== TRY IT ==
The records below are to be written out again, exactly as they appear.

== EXTRACTED INFORMATION ==
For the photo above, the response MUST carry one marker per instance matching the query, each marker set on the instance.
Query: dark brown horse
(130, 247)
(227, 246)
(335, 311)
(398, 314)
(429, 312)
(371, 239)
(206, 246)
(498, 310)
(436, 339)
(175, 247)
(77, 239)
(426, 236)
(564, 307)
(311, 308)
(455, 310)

== RESPONSE BELOW ==
For the photo above, the response MUST carry one marker per instance matching the query, each marker set on the instance.
Query: dark brown horse
(130, 247)
(227, 246)
(335, 311)
(398, 314)
(429, 312)
(371, 239)
(206, 246)
(498, 310)
(436, 339)
(175, 247)
(77, 239)
(426, 236)
(564, 307)
(311, 308)
(455, 310)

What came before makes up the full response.